▸ **Exercise directions**
In the column on climate change and COVID-19, quote the passage word for word, starting at the words containing "The world’s failure" and ending after "to handle COVID-19.".

(Text segment Opens)

With ice caps melting, sea levels rising and extreme weather patterns increasing, it is obvious that the world also has failed at combating climate change.
The world’s failure to meaningfully address climate change foreshadowed its failure to handle the COVID-19 virus. With COVID-19’s global death toll surpassing 1 million people, it is obvious that the world has failed at containing the virus. If the world had worked to meaningfully address climate change, we would have been better equipped to handle COVID-19.
The climate crisis has been a global problem that we have been aware of for the past 55 years. On Nov. 5, 1965, climate scientists first warned President Lyndon Johnson about global warming. In 1965, with adequate and timely solutions, climate change could have been effectively combatted.
Now it’s 2020, and humanity has inflicted irreparable damage on the world. Current “solutions” no longer have the capacity to solve or stop climate change. They can only hope to lessen the grave damages that climate scientists have forecasted.
In 1965, the world failed to recognize the magnitude and urgency of the climate crisis. In 2020, the world has failed to coordinate a timely response to COVID-19.
President Donald Trump admitted to knowing the deadly nature of COVID-19 last February, and purposefully downplayed the seriousness of the virus. Similarly to climate change, only once the consequences of COVID-19 became visible and widespread did the virus receive serious consideration.
COVID-19 had to escalate in order for it to get the national attention necessary to warrant serious governmental action.
By definition, a pandemic is a global issue, and the world is facing two pandemics: The coronavirus and climate change. As global issues, COVID-19 and climate change require international cooperation.
COVID-19 has illuminated the failures of international organizations to effectively institute and enforce policies. Specifically, states have refused to follow the guidelines put forth by the World Health Organization, choosing instead to follow their own paths.
This is not the first time that international cooperation has failed us. The failure of the World Health Organization resembles the failures of the Kyoto protocol and the Paris climate agreement to foster international cooperation. Nations are beholden to their own interests, which primarily include economic and physical security.
With people viewing climate change as a distance issue, they tend to not demand immediate government action. Addressing climate change requires significant economic and social restructuring. The great costs of climate reform dissuade nations from pursuing such policies: Economics and the interests of international corporations are put before the environment.
As such, international organizations are crucial for holding nations accountable, but without the power to enforce climate reform on the national level, they are failing to meaningfully combat climate change. If the world had established effective international organizations to combat climate change, then the structures and precedent would have been set to address COVID-19.
The failure of individuals to take climate change seriously foretold the phenomenon of people refusing to wear masks, citing individual rights. Although climate change cannot be defeated without serious institutional and governmental reform, changes to one’s daily routine are still important. Simple alterations such as not using plastic straws, recycling, consuming fewer single-use plastics, and taking shorter showers can have an impact.
Some Americans view mandatory masks as infringing on their personal liberties. However, in order to be an American citizen, one gives up certain freedoms: Wearing a mask is a sacrifice that one makes to keep others in the union safe.
As a young and healthy individual, I wear my mask more to protect others than myself. I do so, hoping that others will wear their masks to protect my grandparents and those I love who are at risk. Wearing a mask is a personal sacrifice for the greater good.
The climate crisis and COVID-19 pandemic have illuminated the importance of protecting the rights of communities to be safe from individual actions. Guaranteeing this protection requires societies to accurately value the greater good.
It is obvious the world has failed. Our prioritization of the greater good must start now. Now, we must learn to implement solutions, cooperate, and value the greater good.
The author is a sophomore at Georgetown University, and wrote this column as part of an ethics for climate change course.

(Text segment Closes)
(Source material Opens)

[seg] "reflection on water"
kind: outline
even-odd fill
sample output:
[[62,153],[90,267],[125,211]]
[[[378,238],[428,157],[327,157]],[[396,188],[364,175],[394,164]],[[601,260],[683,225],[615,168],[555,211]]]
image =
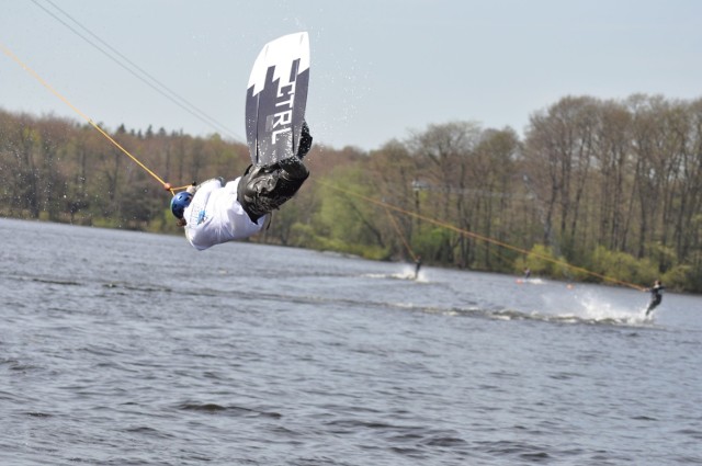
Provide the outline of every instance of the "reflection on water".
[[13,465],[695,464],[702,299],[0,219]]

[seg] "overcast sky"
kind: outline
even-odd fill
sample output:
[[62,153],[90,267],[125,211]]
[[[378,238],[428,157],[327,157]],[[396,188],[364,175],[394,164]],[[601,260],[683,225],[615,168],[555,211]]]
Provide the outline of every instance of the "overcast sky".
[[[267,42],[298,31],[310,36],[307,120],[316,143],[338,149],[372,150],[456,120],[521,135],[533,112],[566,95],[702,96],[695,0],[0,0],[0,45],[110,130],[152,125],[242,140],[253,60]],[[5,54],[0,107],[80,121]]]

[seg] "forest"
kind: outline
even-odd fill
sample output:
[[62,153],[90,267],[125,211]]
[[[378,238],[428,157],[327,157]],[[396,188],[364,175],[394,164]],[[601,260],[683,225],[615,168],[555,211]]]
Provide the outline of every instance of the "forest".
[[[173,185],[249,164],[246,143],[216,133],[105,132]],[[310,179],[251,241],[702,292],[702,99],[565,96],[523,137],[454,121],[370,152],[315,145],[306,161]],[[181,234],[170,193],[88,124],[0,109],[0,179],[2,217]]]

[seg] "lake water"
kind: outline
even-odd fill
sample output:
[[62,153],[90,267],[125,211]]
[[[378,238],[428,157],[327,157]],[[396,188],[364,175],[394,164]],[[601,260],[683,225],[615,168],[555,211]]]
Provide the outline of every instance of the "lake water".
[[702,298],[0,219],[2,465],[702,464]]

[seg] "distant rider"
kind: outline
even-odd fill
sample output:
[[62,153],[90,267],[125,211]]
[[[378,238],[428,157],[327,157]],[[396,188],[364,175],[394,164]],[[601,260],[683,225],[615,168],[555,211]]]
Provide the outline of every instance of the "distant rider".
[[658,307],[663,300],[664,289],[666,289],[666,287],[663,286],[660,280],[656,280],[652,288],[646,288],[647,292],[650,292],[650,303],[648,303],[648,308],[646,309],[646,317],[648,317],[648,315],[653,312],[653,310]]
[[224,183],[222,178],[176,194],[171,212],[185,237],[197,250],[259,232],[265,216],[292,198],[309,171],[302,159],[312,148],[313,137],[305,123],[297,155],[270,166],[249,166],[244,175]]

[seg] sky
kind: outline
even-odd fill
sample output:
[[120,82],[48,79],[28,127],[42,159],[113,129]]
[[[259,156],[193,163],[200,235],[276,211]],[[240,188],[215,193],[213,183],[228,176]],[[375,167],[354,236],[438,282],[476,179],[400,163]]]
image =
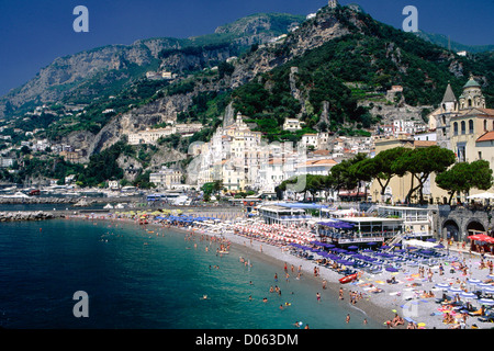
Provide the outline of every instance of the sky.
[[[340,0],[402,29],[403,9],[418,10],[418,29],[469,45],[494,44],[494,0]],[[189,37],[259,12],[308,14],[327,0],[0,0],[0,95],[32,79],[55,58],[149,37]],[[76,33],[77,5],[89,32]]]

(Source material Closes)
(Source material Opens)

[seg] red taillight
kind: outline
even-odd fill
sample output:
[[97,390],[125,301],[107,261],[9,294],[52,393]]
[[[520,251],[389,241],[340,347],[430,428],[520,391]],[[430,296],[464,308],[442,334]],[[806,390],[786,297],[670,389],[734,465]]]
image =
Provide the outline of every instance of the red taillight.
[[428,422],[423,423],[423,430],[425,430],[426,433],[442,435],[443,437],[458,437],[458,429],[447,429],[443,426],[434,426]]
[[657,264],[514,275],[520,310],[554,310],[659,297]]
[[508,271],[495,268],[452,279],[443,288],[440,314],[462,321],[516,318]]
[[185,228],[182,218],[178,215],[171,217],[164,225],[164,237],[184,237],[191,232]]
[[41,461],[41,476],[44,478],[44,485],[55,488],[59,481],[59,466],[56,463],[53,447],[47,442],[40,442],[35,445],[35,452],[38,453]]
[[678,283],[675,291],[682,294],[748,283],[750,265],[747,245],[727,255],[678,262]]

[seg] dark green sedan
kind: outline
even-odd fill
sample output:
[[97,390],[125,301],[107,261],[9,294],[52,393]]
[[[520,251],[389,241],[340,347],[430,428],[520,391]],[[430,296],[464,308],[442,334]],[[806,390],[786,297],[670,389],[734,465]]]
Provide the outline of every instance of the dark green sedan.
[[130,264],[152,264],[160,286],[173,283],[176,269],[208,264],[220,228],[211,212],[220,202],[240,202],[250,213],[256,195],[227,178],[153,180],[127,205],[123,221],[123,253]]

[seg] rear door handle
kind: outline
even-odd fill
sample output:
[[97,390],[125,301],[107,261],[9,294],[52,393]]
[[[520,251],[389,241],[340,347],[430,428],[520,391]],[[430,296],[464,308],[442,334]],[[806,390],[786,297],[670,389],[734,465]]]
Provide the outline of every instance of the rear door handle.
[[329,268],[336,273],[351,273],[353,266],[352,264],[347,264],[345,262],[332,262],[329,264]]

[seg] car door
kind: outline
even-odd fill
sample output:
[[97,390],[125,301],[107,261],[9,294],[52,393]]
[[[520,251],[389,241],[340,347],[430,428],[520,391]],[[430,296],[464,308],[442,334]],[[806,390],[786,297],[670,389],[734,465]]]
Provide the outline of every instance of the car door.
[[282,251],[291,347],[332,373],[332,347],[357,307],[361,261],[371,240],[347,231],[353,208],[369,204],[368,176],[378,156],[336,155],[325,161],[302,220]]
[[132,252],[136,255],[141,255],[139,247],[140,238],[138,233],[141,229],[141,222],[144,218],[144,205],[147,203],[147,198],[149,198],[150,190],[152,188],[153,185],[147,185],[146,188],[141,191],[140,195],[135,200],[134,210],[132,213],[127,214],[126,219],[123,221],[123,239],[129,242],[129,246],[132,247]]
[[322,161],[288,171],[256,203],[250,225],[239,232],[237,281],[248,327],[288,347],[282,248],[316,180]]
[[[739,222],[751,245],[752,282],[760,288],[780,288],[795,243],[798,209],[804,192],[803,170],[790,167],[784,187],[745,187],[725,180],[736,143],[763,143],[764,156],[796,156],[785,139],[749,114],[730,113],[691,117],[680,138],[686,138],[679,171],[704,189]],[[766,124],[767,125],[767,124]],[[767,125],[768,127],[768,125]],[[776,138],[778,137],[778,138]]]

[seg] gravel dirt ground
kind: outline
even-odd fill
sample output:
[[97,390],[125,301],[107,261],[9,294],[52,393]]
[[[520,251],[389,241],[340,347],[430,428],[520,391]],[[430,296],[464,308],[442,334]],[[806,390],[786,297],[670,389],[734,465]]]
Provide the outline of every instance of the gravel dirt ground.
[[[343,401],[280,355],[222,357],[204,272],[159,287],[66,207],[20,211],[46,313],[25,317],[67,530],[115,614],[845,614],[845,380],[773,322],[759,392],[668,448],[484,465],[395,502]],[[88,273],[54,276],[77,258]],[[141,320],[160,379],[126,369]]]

(Source material Closes)

▸ **Solved problem**
The world’s failure to meaningfully address climate change foreshadowed its failure to handle the COVID-19 virus. With COVID-19’s global death toll surpassing 1 million people, it is obvious that the world has failed at containing the virus. If the world had worked to meaningfully address climate change, we would have been better equipped to handle COVID-19.